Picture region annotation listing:

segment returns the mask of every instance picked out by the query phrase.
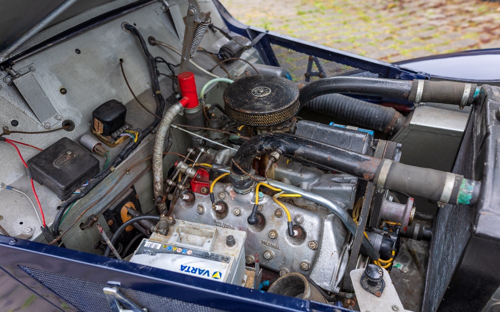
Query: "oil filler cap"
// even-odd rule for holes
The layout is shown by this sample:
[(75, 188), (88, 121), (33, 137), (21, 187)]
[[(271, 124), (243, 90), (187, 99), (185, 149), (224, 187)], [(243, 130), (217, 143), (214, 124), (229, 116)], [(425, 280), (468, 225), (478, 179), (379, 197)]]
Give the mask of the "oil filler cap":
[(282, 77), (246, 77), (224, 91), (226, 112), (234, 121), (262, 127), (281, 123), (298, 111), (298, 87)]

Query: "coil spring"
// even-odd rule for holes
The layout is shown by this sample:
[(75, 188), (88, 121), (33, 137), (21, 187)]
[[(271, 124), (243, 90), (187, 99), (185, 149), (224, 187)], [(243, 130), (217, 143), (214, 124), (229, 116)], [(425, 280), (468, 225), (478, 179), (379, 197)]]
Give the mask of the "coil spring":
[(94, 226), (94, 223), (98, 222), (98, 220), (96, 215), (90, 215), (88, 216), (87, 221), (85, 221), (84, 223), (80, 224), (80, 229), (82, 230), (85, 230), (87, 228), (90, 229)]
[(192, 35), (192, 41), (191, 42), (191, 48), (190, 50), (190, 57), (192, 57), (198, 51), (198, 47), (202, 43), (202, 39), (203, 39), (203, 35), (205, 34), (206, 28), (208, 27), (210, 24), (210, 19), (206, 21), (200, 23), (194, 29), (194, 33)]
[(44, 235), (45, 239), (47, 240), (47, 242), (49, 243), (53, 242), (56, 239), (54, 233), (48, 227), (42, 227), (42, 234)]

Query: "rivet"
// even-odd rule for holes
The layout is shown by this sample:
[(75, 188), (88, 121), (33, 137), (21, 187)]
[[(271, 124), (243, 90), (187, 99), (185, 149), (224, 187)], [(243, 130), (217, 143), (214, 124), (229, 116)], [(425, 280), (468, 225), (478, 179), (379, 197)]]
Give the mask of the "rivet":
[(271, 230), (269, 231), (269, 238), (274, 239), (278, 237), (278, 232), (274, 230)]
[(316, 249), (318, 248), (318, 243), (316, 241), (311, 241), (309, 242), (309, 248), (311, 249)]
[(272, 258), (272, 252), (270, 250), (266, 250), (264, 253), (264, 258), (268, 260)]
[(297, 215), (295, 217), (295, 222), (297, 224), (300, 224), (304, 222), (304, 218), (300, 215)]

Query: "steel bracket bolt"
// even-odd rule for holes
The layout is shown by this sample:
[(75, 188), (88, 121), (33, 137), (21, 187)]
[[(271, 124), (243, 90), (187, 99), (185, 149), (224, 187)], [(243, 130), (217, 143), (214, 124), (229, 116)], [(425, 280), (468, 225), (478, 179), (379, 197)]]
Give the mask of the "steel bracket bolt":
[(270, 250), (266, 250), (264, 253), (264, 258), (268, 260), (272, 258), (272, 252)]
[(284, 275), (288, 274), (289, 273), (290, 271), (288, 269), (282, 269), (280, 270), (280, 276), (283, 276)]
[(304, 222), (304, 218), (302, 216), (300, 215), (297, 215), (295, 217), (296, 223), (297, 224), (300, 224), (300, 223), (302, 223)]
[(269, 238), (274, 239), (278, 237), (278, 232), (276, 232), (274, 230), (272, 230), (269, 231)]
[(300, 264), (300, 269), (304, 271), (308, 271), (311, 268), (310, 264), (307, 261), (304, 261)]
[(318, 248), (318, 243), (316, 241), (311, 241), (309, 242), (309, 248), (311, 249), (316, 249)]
---
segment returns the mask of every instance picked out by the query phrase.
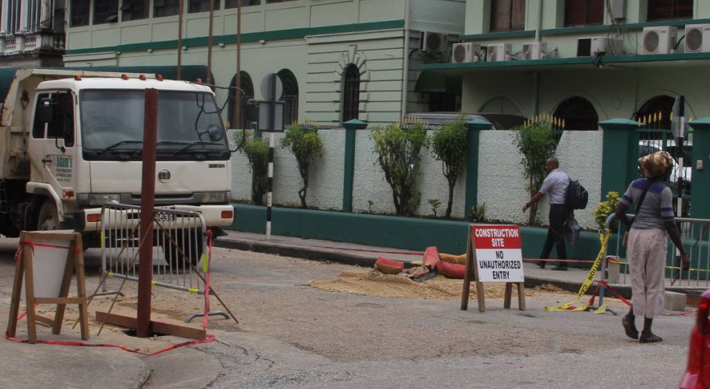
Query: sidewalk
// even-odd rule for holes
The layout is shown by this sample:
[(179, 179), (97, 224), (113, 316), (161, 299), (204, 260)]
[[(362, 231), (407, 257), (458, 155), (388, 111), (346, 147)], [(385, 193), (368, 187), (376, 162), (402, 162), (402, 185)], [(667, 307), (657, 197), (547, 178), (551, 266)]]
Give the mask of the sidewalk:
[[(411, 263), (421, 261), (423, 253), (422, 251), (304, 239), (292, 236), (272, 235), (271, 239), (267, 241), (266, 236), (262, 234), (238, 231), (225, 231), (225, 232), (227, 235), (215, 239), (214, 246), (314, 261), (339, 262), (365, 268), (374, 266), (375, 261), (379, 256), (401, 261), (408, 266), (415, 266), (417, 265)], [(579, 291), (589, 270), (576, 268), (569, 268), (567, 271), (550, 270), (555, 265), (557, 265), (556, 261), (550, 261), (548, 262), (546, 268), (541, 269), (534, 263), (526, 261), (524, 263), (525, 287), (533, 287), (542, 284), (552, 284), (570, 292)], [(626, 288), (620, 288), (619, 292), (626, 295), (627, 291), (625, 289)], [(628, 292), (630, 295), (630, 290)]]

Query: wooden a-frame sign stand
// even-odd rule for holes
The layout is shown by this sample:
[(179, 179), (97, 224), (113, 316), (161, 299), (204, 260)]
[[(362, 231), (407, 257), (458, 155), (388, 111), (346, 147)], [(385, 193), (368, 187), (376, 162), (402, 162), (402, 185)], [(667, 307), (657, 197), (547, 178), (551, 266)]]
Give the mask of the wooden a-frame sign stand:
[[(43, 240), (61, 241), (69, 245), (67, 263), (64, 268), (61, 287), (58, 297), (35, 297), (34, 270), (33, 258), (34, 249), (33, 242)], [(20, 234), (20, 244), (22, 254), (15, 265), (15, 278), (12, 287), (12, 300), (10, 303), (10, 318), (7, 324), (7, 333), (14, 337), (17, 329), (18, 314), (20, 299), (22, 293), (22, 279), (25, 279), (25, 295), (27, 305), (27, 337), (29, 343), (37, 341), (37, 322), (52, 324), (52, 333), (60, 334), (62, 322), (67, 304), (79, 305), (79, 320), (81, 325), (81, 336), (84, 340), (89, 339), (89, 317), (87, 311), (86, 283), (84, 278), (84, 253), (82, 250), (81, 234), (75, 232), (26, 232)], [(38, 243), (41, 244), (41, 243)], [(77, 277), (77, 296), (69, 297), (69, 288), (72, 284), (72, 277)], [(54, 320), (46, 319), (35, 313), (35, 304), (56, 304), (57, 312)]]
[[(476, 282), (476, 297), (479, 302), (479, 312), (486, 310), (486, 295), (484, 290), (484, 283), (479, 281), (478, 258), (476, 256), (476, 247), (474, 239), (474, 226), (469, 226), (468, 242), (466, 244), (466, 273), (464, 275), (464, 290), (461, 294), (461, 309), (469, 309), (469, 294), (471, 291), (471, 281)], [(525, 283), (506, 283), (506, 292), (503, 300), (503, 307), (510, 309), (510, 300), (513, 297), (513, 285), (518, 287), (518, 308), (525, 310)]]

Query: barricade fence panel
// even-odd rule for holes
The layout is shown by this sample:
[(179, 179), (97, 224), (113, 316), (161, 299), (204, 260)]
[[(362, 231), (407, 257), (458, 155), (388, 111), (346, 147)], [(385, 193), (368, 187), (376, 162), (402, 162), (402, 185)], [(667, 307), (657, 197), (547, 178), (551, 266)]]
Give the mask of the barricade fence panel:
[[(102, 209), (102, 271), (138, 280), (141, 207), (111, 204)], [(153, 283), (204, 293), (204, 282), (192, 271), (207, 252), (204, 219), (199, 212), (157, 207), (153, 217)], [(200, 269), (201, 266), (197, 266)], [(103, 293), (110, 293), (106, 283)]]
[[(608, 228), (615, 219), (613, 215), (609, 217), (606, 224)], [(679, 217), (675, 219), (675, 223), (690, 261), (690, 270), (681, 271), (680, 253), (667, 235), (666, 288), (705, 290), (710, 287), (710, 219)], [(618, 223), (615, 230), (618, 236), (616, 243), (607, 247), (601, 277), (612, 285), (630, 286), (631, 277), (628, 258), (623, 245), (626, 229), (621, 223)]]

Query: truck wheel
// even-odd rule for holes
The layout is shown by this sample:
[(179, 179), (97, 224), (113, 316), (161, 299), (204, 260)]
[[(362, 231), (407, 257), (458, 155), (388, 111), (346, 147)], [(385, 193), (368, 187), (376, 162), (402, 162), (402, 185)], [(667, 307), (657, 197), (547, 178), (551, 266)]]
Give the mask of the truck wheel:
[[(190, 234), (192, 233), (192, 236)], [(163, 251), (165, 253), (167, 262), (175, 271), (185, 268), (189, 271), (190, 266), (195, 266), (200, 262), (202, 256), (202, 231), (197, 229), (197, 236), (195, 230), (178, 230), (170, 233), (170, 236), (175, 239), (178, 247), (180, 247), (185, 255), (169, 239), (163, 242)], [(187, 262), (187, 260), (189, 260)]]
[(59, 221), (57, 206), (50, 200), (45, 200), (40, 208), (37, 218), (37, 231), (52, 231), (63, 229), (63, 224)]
--
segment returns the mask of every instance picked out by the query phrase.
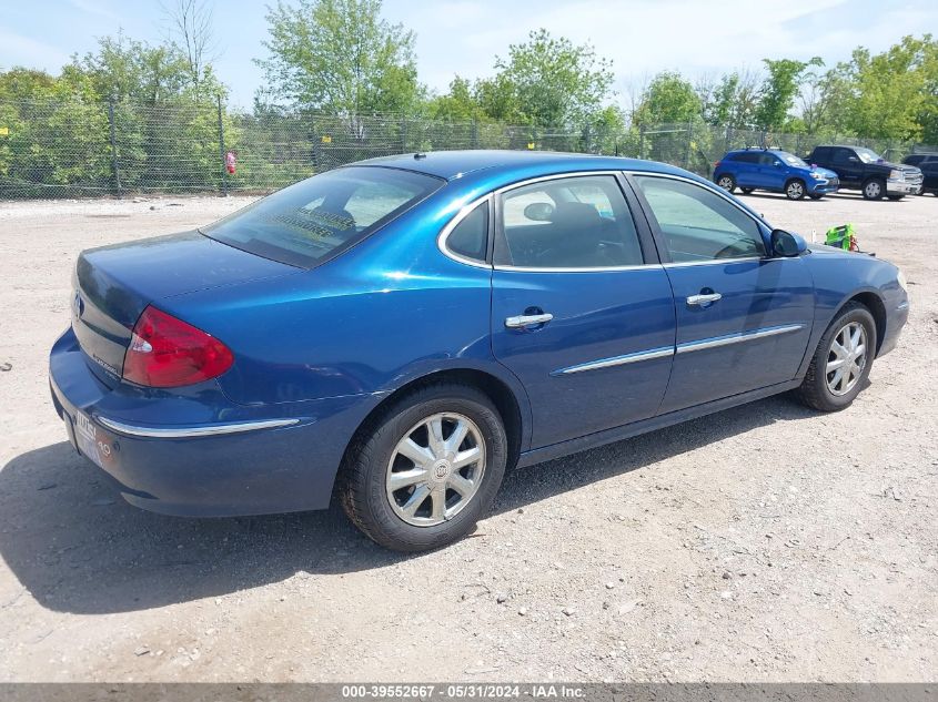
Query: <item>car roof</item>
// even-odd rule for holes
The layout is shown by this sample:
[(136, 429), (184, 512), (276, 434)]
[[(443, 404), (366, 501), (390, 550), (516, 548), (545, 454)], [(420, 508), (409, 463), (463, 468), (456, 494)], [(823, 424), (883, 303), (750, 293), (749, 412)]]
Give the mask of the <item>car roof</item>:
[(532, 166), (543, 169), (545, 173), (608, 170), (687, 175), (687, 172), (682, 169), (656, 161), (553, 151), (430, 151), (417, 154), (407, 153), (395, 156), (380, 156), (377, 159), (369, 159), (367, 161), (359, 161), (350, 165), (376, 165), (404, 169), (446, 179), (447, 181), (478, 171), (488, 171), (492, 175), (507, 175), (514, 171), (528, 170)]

**Direction:**
Rewrite the lines between the line holding "Query: wooden a-frame sign stand" and the line holding "Give the mask of the wooden", inclusive, as a JSON list of strings with one string per line and blank lines omitted.

**Response below:**
[
  "Query: wooden a-frame sign stand",
  "// even-odd rule for holes",
  "The layout is shown by this sample:",
  "[(179, 179), (97, 224), (113, 316), (161, 299), (204, 260)]",
  "[[(362, 231), (407, 257), (458, 155), (388, 111), (346, 147)], [(385, 193), (368, 187), (376, 162), (402, 162), (402, 185)], [(667, 307), (657, 197), (547, 178), (551, 266)]]",
  "Give the mask of the wooden a-frame sign stand:"
]